◆ **Records excerpted from a collection**:
[Begin]
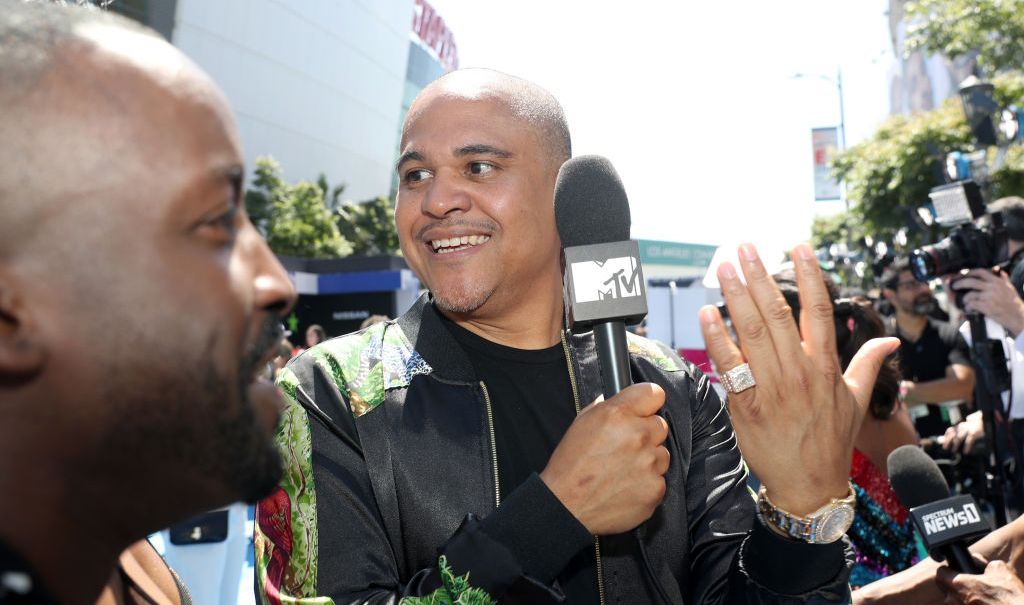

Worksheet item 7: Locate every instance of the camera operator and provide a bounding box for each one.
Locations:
[853,517,1024,605]
[882,258,974,437]
[944,197,1024,499]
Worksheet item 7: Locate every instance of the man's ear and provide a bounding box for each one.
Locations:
[0,276,46,384]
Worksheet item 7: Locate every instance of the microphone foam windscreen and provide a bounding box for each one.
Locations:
[555,156,630,248]
[889,445,949,509]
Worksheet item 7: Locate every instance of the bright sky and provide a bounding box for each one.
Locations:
[430,0,893,255]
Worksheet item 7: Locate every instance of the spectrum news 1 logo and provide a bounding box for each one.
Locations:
[921,503,981,535]
[572,256,643,303]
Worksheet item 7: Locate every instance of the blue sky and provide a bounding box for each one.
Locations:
[423,0,893,254]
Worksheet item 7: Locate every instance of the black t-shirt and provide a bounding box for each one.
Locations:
[893,317,971,437]
[445,320,598,604]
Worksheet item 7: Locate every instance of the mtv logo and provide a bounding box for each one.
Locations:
[571,256,643,303]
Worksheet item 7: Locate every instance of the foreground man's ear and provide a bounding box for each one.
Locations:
[0,276,46,380]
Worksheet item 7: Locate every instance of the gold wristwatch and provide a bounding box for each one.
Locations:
[758,483,857,544]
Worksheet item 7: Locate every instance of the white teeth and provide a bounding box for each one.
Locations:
[430,235,490,252]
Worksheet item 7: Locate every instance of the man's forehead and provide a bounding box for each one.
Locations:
[401,91,532,150]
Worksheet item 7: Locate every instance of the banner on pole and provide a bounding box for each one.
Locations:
[811,126,840,202]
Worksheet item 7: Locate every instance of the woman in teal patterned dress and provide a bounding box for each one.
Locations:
[835,299,924,589]
[775,271,927,590]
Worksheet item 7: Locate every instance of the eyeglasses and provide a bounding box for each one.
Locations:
[896,279,928,290]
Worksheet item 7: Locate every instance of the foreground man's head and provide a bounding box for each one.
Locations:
[0,0,294,596]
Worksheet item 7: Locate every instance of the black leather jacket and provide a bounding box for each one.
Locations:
[256,297,849,605]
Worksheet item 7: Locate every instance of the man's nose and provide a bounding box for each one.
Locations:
[246,227,298,316]
[422,171,473,218]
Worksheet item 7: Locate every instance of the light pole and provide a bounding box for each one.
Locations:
[792,67,850,212]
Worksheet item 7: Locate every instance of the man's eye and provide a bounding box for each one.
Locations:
[469,162,495,174]
[203,206,239,237]
[406,168,430,183]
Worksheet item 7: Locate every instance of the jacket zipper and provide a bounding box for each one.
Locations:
[561,330,604,605]
[480,380,502,508]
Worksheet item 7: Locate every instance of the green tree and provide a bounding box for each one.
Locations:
[336,197,400,255]
[316,174,401,256]
[246,158,352,258]
[831,73,1024,255]
[906,0,1024,74]
[833,99,971,250]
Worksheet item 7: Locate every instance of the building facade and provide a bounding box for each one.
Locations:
[109,0,458,202]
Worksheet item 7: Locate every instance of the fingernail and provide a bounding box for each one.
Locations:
[793,244,817,262]
[700,307,718,332]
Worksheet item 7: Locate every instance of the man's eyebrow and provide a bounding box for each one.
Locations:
[455,143,513,158]
[217,164,246,203]
[394,152,423,172]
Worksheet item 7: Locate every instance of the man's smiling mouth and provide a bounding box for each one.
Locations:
[430,235,490,254]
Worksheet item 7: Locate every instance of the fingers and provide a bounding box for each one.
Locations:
[718,255,779,383]
[654,445,672,475]
[935,565,959,593]
[942,427,959,451]
[793,244,839,376]
[608,382,668,419]
[697,305,743,391]
[739,244,802,366]
[843,335,899,407]
[964,429,978,453]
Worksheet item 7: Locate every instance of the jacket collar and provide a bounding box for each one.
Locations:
[397,293,476,383]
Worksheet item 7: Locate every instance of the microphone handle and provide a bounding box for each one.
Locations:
[939,543,985,574]
[594,319,633,397]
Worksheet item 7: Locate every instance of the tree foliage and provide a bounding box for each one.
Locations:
[906,0,1024,74]
[835,73,1024,252]
[336,197,399,255]
[246,158,352,258]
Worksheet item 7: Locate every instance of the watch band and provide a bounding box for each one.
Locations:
[758,483,857,544]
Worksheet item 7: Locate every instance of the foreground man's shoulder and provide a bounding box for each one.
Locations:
[96,539,191,605]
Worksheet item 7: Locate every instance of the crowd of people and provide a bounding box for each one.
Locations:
[6,0,1024,605]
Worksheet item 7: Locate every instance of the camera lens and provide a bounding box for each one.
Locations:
[910,246,940,282]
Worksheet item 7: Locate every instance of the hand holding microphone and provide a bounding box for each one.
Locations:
[888,445,990,573]
[541,383,670,535]
[541,156,670,535]
[935,561,1024,605]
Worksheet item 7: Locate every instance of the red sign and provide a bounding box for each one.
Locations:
[413,0,459,71]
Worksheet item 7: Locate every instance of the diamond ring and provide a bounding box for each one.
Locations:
[720,363,758,393]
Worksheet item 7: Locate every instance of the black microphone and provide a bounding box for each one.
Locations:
[889,445,991,573]
[555,156,647,397]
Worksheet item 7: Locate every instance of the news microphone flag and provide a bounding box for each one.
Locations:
[889,445,991,573]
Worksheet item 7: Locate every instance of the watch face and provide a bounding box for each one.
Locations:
[814,507,853,544]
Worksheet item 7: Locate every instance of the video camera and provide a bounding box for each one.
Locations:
[910,180,1010,308]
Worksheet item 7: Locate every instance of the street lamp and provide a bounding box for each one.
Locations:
[793,68,850,212]
[959,76,999,146]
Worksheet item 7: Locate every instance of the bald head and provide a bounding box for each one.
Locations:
[402,69,572,170]
[0,0,231,260]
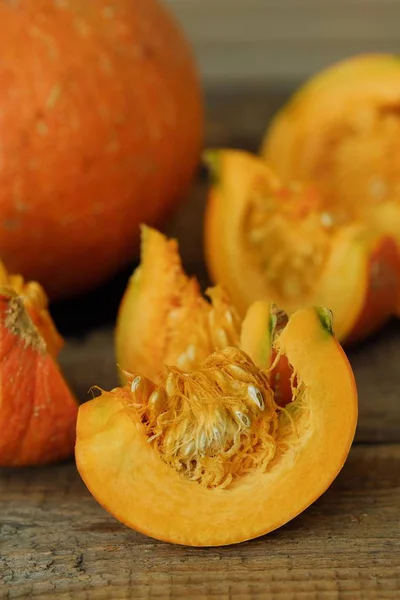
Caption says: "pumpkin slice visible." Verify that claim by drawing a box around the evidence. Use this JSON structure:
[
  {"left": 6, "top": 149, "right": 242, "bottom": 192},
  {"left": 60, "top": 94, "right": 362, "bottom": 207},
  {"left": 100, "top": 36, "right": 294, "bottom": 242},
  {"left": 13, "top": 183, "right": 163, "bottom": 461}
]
[
  {"left": 262, "top": 53, "right": 400, "bottom": 313},
  {"left": 116, "top": 226, "right": 284, "bottom": 382},
  {"left": 75, "top": 308, "right": 357, "bottom": 546},
  {"left": 205, "top": 150, "right": 400, "bottom": 340},
  {"left": 0, "top": 263, "right": 78, "bottom": 466}
]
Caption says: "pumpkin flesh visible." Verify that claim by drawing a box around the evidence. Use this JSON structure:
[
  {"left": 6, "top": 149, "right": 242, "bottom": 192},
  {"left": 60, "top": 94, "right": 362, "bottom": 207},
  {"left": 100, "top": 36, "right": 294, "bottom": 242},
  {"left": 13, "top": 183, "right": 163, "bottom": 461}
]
[
  {"left": 0, "top": 263, "right": 78, "bottom": 466},
  {"left": 115, "top": 227, "right": 272, "bottom": 381},
  {"left": 261, "top": 53, "right": 400, "bottom": 312},
  {"left": 75, "top": 308, "right": 357, "bottom": 546},
  {"left": 204, "top": 150, "right": 400, "bottom": 340}
]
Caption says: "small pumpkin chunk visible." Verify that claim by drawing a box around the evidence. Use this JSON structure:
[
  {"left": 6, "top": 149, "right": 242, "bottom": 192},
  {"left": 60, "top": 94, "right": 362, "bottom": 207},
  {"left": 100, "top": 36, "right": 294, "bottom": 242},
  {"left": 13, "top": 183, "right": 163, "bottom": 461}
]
[{"left": 0, "top": 263, "right": 78, "bottom": 466}]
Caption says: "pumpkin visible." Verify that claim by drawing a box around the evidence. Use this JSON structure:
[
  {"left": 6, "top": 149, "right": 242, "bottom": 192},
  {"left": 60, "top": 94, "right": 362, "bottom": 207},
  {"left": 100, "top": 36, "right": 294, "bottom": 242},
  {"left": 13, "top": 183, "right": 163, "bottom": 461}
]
[
  {"left": 115, "top": 226, "right": 292, "bottom": 404},
  {"left": 262, "top": 53, "right": 400, "bottom": 314},
  {"left": 0, "top": 263, "right": 78, "bottom": 466},
  {"left": 0, "top": 0, "right": 203, "bottom": 298},
  {"left": 204, "top": 149, "right": 400, "bottom": 342},
  {"left": 75, "top": 307, "right": 357, "bottom": 546}
]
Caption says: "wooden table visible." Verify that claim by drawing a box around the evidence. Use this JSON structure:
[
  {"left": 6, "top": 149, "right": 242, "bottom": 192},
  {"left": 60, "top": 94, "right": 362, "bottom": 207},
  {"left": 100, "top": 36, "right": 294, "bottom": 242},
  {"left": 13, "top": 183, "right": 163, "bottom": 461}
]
[{"left": 0, "top": 90, "right": 400, "bottom": 600}]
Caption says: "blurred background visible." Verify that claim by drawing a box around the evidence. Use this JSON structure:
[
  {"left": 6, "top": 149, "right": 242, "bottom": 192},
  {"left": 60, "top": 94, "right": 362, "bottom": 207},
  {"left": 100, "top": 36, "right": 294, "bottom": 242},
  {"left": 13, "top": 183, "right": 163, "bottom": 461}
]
[{"left": 165, "top": 0, "right": 400, "bottom": 90}]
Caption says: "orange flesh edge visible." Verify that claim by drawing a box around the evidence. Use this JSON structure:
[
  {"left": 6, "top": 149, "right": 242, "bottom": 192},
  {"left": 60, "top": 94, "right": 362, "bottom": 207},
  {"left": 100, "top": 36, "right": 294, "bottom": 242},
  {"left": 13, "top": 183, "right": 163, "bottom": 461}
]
[
  {"left": 0, "top": 288, "right": 78, "bottom": 466},
  {"left": 75, "top": 309, "right": 357, "bottom": 546},
  {"left": 204, "top": 150, "right": 393, "bottom": 340},
  {"left": 261, "top": 54, "right": 400, "bottom": 322}
]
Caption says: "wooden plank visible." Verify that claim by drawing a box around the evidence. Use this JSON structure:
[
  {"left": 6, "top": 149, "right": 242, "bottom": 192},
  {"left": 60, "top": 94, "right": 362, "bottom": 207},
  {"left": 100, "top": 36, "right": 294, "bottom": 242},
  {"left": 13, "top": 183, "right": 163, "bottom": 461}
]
[
  {"left": 57, "top": 168, "right": 400, "bottom": 442},
  {"left": 0, "top": 445, "right": 400, "bottom": 600},
  {"left": 167, "top": 0, "right": 400, "bottom": 88}
]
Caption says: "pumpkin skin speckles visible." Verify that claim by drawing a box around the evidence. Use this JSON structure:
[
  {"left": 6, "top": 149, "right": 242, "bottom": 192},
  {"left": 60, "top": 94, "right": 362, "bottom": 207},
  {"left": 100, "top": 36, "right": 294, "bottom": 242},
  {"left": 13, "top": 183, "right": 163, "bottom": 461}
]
[{"left": 0, "top": 0, "right": 203, "bottom": 297}]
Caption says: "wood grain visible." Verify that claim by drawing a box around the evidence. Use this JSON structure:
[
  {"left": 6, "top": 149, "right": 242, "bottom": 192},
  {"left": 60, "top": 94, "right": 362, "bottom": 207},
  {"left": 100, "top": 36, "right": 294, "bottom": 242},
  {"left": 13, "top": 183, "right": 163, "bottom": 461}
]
[
  {"left": 0, "top": 445, "right": 400, "bottom": 600},
  {"left": 0, "top": 88, "right": 400, "bottom": 600},
  {"left": 167, "top": 0, "right": 400, "bottom": 89}
]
[End]
◆ **The request**:
Please format the records from the line with "Worksheet item 7: Locate every instance of the blue" to the line with "[0,276,46,380]" as a Markdown table with the columns Row and Line, one numbered row per line, with blank lines left out.

◆ **Right answer**:
| Row | Line |
|---|---|
| 1 | Worksheet item 7: Locate every instance of the blue sky and provide a bounding box for each one. |
| 2 | Locations: |
| 3 | [423,0,893,254] |
| 4 | Worksheet item 7: Locate every instance of the black t-shirt and provide a bounding box for each one. |
| 5 | Locations: |
| 6 | [893,317,971,437] |
| 7 | [445,320,598,604] |
| 8 | Worksheet item 7: Locate every instance of the mtv logo and provide a bounding box for each one. |
| 9 | Locations: |
| 10 | [571,256,643,303] |
| 11 | Worksheet item 7: Locate every instance of the foreground man's ear and provide a bounding box for each one. |
| 12 | Locations: |
| 13 | [0,276,46,380] |